──────── Passage shown ────────
Pere Mila wanted a luxury apartment for his family and not so luxurious apartments to rent out, but Gaudi refused to save money on tenants apartments, so the whole project costed a fortune. I am not really sure but it seems like Gaudi had a thing for roofs and chimneys, because this one also has amazing rooftop with sculptural chimneys and you can also visit it at night and listen to the concert up there. Few of those chimneys look a bit like soldier helmets and there is a theory that George Lucas’s stormtrooper helmets in Star Wars were inspired by Gaudi’s chimneys at Casa Mila.
The owner of the building is now Catalonian bank, while this is still home to four private tenants who live in spacious and bright apartments made by the grand master Gaudi and a part of the building is open to public (one of the apartments and the roof). Wouldn’t you want to live in a place of such cultural and architectural significance? I certainly would. We went to see this place with a free walking tour and our tour guide told us that the tenants pay the rent of only 500 EUR, which in my opinion is cheap considering where you live.
Book your tickets here: www.lapedrera.com/en
We didn’t visit any of the Gaudi’s casas from the inside, because the entrance fees were just way out of our budget, and we compromised on just seeing the outside. We did go to Park Güell (10 EUR) and to Sagrada Familia (23 EUR with audio guide) though. For Gaudi free walking tour we picked Runer Beans tours, and in the tour we covered everything except Park Güell, and learned so much about these places, so I would totally recommend you to go on a tour to learn more about Gaudi’s life and work because it is really fascinating.
────────
> _Given instruction A_
Count the lines in the listing below that contain the string "opening", and give only that number.
──────── Records to use ────────
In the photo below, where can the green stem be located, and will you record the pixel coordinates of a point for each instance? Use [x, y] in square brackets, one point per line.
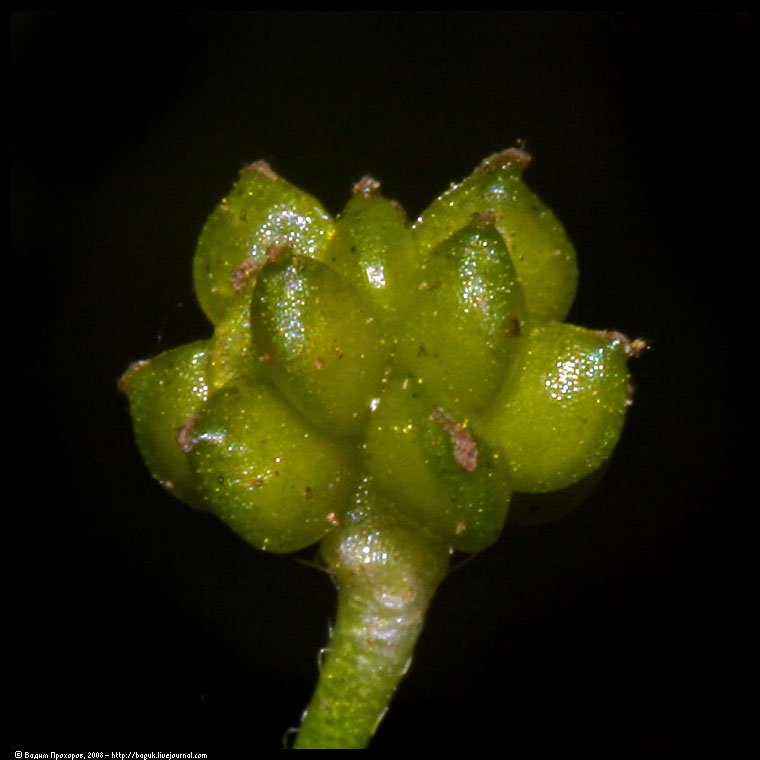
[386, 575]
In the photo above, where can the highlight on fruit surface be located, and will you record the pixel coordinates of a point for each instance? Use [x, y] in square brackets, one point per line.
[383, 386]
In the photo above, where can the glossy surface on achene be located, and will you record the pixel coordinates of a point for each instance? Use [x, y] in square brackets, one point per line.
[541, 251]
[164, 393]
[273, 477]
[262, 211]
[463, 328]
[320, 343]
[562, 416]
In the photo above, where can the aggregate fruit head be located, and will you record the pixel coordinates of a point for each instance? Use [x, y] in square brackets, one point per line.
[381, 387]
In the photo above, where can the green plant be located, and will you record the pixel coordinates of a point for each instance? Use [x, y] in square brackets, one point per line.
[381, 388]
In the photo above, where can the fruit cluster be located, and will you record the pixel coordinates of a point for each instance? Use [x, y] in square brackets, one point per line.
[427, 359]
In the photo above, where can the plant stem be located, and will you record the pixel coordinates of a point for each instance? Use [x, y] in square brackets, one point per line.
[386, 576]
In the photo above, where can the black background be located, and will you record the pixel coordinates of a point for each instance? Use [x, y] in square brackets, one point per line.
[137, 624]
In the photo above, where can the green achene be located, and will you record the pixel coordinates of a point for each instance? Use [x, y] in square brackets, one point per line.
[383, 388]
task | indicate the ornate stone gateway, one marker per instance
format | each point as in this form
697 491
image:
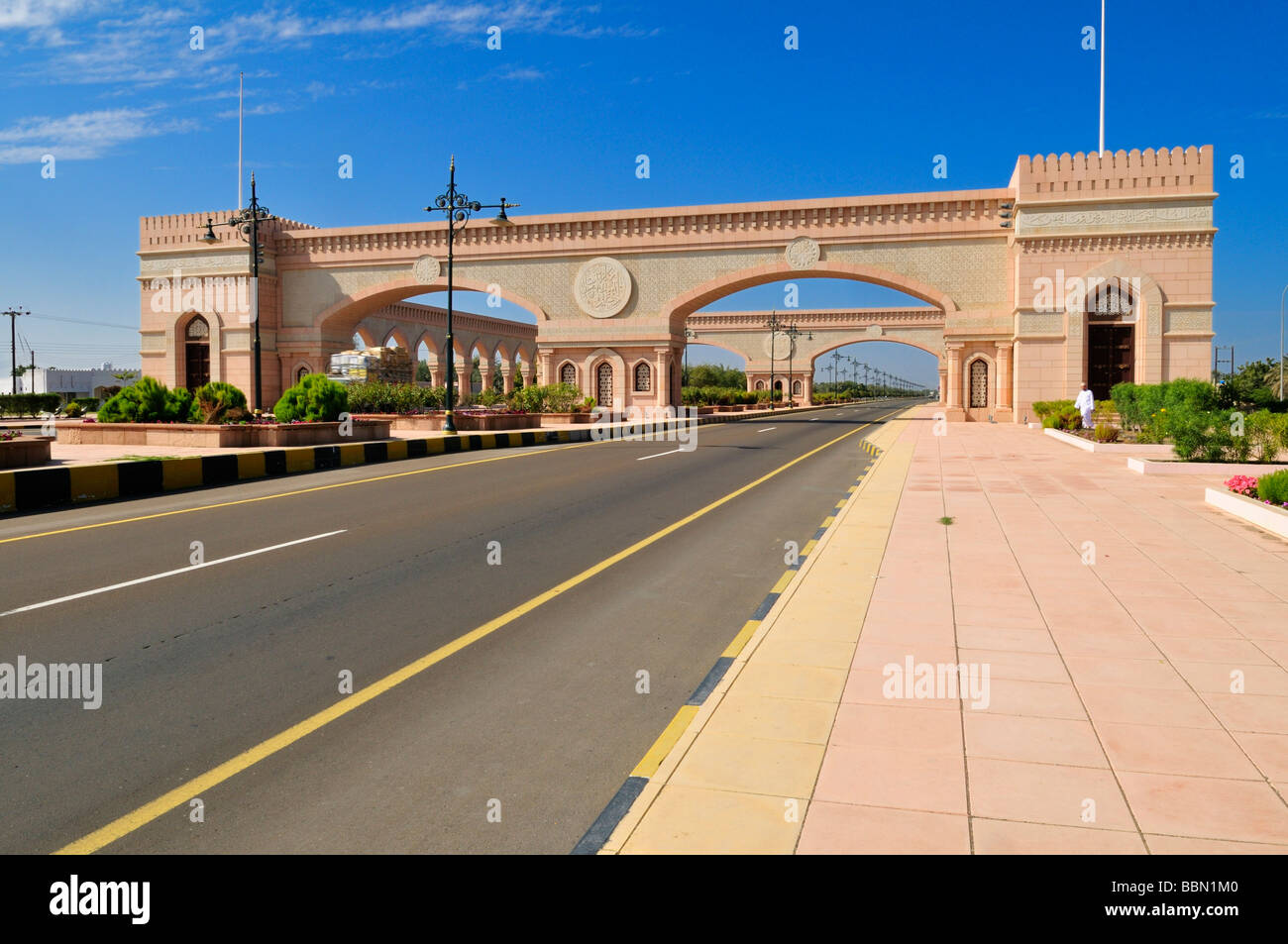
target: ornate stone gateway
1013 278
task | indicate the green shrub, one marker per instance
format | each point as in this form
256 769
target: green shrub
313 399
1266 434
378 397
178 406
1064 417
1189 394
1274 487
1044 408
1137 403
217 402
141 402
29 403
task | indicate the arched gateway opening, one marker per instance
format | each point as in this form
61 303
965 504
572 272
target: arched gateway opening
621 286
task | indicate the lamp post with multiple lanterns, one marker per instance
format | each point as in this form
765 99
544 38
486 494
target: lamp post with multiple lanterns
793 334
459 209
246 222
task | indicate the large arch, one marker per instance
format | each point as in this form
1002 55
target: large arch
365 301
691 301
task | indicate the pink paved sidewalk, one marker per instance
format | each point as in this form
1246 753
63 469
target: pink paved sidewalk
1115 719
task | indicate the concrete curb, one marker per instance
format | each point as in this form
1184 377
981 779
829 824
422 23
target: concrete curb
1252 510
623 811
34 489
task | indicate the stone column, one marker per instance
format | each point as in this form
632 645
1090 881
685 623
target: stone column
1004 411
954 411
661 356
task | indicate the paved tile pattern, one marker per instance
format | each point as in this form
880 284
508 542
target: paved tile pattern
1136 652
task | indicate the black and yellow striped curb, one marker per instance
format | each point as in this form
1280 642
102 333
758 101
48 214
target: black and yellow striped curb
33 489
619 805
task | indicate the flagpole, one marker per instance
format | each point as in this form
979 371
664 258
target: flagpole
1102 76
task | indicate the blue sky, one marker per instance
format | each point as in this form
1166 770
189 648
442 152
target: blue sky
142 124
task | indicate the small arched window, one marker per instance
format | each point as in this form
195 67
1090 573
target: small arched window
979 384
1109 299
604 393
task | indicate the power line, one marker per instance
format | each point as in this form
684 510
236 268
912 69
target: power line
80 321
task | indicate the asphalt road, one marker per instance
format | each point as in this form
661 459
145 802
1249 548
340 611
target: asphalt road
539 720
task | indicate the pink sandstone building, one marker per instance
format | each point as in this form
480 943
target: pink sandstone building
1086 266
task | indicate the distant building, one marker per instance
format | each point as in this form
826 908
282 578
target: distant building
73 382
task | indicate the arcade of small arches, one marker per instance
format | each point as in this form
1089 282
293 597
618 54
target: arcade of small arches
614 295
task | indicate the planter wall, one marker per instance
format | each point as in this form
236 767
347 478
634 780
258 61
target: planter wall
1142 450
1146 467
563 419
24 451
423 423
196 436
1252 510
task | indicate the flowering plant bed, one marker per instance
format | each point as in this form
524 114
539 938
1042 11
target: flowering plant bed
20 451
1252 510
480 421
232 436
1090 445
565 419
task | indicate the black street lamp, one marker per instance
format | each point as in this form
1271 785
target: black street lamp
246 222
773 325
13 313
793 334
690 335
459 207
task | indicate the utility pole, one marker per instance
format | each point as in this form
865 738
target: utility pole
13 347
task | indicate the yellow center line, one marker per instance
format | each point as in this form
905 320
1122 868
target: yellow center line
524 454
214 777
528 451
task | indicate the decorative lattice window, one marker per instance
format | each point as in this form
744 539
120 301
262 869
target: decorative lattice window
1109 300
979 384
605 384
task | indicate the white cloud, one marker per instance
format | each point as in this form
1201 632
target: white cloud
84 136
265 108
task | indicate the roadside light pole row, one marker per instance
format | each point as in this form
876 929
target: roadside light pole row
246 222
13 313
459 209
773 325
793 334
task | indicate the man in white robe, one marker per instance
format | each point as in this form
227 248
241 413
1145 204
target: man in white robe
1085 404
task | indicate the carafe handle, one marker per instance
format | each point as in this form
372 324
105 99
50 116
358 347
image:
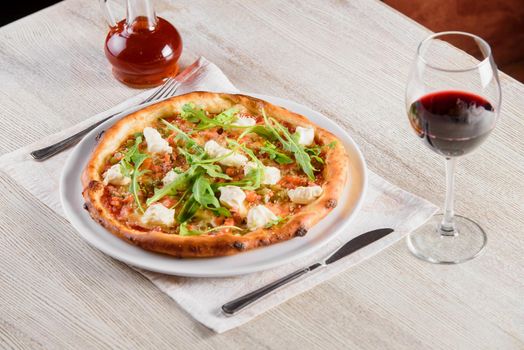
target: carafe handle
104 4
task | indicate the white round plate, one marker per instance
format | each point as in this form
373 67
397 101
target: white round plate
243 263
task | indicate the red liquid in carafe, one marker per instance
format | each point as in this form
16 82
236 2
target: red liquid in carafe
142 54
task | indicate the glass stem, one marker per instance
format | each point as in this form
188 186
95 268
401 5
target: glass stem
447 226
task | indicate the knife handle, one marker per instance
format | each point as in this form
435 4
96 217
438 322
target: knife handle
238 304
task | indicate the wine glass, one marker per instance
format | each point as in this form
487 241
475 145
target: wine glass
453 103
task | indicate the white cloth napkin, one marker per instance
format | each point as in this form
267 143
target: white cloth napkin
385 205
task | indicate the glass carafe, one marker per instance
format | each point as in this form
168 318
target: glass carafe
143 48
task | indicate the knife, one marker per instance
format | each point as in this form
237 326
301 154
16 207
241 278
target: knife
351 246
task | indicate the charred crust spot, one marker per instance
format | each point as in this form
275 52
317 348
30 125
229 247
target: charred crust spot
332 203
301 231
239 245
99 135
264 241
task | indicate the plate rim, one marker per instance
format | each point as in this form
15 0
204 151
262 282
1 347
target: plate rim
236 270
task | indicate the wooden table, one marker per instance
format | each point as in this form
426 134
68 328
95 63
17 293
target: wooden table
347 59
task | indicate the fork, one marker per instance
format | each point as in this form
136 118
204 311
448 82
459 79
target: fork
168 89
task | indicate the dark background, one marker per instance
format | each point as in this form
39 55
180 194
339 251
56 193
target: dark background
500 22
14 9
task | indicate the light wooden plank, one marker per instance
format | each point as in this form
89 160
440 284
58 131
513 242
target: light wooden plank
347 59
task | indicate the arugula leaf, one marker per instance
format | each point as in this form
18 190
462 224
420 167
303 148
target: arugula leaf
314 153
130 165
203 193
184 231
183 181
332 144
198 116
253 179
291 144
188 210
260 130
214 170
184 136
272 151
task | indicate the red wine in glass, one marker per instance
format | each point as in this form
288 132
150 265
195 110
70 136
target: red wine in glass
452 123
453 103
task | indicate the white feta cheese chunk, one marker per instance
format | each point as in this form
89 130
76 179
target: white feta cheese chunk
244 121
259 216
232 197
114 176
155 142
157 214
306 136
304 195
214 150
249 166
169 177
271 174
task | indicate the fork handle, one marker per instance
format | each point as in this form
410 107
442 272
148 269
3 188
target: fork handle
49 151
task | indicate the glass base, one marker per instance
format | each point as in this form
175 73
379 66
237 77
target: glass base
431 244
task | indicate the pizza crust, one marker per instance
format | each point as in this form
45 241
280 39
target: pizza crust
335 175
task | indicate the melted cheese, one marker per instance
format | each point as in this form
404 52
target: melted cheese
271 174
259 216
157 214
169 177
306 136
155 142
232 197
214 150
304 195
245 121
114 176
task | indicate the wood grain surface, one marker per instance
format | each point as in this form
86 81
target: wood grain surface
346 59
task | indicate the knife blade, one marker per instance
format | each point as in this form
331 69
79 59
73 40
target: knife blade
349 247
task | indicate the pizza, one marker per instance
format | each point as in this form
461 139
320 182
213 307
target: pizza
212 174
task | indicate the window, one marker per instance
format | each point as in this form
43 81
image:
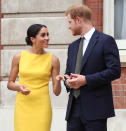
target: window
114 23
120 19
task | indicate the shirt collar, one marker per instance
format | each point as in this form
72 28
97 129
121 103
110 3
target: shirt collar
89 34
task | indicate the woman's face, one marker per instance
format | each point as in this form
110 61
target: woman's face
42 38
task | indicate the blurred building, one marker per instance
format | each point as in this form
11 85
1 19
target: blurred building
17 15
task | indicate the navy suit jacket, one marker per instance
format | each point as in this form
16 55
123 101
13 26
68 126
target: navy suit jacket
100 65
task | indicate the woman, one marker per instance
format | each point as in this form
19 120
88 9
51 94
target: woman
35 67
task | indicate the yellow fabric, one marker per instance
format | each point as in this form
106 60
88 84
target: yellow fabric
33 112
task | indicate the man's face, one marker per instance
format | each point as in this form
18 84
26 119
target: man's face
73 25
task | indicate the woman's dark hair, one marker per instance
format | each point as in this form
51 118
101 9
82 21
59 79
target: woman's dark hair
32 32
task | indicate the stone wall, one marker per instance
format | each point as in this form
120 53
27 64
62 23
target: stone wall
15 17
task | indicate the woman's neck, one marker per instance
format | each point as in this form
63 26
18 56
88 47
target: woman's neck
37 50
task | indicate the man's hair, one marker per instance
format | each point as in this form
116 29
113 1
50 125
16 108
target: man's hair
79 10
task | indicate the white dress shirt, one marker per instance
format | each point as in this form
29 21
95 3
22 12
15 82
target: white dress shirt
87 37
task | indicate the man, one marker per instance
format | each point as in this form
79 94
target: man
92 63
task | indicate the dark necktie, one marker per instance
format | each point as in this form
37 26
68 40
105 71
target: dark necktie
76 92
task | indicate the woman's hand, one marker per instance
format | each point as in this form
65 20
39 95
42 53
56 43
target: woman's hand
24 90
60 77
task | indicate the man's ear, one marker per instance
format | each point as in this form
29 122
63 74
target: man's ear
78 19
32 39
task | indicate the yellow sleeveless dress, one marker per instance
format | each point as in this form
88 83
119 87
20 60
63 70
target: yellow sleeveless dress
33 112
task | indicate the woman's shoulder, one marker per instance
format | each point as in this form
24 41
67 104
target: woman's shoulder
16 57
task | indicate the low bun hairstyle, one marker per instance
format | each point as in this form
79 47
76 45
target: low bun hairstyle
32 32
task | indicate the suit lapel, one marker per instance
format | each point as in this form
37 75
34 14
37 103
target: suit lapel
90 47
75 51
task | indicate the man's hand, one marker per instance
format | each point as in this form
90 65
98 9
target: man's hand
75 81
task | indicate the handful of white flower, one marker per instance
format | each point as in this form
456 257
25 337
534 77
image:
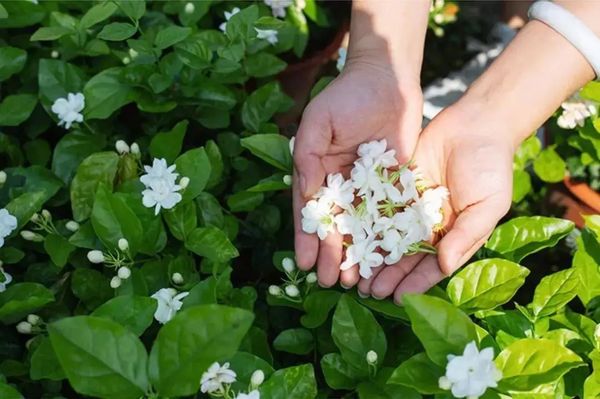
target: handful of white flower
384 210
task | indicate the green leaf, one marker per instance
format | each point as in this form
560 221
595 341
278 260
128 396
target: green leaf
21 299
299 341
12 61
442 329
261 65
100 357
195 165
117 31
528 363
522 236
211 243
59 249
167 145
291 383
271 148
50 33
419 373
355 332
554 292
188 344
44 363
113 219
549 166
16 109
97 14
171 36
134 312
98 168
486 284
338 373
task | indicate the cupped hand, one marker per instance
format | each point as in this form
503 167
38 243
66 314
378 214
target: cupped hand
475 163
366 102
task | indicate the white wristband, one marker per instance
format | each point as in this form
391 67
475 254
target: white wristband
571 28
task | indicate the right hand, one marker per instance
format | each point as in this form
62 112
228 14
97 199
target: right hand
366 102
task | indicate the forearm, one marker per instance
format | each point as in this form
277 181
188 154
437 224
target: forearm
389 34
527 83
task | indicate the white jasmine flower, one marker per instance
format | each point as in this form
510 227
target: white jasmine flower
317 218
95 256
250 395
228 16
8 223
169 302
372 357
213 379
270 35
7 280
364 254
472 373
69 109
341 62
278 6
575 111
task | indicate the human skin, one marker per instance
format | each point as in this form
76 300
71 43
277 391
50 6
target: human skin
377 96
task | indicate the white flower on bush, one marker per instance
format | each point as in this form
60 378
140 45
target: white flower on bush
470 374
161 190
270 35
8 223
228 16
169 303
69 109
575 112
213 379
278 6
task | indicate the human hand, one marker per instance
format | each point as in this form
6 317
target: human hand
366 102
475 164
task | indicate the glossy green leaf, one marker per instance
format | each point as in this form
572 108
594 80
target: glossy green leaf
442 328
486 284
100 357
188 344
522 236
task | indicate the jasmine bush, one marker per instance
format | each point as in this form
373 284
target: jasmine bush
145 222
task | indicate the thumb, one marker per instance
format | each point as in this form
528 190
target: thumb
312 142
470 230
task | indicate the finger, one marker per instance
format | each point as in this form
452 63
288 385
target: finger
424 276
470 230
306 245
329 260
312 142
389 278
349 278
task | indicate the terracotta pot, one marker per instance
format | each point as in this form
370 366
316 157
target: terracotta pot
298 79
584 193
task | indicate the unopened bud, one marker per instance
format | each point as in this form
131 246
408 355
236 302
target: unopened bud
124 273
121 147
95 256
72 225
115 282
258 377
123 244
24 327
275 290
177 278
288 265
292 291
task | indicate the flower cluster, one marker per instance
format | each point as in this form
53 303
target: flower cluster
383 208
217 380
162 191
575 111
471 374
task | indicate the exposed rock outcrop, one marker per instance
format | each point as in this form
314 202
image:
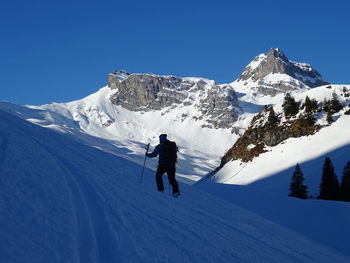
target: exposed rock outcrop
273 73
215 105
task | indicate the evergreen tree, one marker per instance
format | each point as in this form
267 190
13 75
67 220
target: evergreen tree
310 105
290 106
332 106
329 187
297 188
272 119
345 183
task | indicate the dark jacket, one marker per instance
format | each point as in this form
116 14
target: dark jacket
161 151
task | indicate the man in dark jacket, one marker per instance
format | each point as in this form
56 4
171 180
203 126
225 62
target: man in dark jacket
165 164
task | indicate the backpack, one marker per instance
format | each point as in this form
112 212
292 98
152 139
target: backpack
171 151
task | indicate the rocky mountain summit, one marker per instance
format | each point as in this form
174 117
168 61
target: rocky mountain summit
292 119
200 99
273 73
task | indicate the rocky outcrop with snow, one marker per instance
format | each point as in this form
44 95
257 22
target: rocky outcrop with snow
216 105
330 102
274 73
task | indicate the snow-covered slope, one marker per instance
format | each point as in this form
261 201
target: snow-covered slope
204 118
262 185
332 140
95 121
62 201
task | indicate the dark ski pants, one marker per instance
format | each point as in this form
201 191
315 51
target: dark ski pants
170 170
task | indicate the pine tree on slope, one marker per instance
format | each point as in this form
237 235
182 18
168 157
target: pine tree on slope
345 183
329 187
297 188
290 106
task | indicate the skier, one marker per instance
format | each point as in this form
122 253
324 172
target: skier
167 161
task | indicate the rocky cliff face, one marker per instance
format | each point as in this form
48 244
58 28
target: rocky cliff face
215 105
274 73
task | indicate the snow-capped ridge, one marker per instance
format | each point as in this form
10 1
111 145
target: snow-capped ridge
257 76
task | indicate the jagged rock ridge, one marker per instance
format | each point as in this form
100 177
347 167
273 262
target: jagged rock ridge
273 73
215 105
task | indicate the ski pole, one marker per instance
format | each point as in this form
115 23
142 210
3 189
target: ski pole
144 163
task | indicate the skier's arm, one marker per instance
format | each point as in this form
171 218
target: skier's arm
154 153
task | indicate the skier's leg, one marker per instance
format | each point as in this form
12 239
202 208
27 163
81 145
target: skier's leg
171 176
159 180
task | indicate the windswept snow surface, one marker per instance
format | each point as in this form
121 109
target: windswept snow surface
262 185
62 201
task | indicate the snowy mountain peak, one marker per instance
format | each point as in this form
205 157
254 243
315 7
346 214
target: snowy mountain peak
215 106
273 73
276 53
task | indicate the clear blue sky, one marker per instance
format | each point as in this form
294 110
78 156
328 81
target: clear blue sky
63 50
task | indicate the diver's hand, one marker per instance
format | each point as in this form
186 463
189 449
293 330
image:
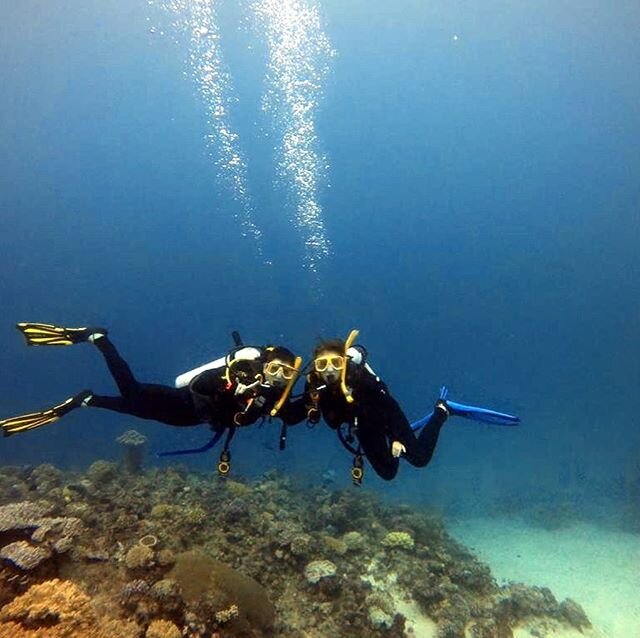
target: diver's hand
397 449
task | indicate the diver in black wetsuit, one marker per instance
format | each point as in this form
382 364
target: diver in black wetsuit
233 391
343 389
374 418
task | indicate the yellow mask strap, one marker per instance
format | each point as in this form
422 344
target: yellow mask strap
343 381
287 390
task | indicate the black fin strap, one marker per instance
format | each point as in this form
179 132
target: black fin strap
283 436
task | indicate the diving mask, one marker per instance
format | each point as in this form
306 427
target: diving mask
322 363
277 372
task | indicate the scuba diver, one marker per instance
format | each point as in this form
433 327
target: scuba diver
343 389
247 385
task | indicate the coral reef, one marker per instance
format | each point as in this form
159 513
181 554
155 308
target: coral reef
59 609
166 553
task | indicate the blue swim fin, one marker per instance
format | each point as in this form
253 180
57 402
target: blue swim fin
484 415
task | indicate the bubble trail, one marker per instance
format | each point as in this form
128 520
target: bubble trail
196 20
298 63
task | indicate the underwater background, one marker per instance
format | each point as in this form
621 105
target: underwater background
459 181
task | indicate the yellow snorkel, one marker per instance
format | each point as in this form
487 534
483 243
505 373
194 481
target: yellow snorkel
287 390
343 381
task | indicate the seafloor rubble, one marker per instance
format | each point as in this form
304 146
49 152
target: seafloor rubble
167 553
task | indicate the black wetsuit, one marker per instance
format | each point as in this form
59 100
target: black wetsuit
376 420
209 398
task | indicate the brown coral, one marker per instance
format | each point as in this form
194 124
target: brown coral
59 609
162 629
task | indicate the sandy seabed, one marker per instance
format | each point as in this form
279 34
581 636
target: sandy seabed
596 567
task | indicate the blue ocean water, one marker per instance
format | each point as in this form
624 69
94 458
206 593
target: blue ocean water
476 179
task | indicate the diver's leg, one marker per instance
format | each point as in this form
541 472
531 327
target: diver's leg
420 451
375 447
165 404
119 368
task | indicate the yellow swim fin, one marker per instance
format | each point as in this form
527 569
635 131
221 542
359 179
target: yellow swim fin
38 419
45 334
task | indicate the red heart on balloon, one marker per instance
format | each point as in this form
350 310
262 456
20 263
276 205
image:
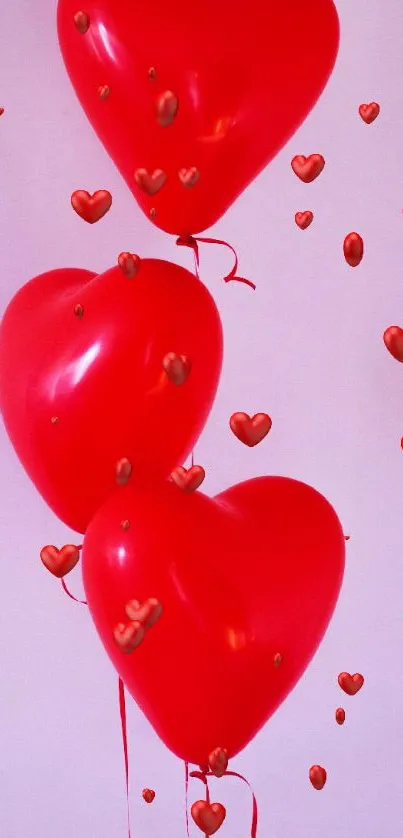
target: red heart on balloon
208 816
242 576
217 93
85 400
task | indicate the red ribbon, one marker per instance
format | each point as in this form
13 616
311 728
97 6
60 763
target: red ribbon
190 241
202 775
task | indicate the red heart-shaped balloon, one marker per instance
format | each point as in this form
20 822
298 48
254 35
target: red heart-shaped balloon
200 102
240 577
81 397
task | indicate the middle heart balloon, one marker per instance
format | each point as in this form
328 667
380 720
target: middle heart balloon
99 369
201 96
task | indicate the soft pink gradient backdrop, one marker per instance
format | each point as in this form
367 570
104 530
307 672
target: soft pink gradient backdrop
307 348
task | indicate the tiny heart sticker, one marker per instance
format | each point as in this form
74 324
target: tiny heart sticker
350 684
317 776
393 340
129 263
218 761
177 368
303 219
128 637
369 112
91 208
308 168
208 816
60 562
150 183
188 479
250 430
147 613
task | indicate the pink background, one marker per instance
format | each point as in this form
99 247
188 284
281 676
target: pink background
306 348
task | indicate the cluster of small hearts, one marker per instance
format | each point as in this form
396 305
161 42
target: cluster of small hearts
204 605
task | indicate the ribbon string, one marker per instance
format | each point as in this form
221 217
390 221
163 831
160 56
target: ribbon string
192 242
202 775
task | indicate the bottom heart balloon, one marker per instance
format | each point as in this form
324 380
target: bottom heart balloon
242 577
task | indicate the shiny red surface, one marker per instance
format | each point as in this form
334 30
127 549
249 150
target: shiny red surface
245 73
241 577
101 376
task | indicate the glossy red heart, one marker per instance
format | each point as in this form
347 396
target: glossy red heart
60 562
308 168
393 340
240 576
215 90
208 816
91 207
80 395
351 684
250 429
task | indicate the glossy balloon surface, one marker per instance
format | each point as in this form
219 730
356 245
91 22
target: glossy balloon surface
────────
> _Given instruction B_
From the Gaudi passage above, print the part that opens with the words containing "Book your tickets" and closes with "is really fascinating.".

> _Task result A_
2

> _Task result B_
Book your tickets here: www.lapedrera.com/en
We didn’t visit any of the Gaudi’s casas from the inside, because the entrance fees were just way out of our budget, and we compromised on just seeing the outside. We did go to Park Güell (10 EUR) and to Sagrada Familia (23 EUR with audio guide) though. For Gaudi free walking tour we picked Runer Beans tours, and in the tour we covered everything except Park Güell, and learned so much about these places, so I would totally recommend you to go on a tour to learn more about Gaudi’s life and work because it is really fascinating.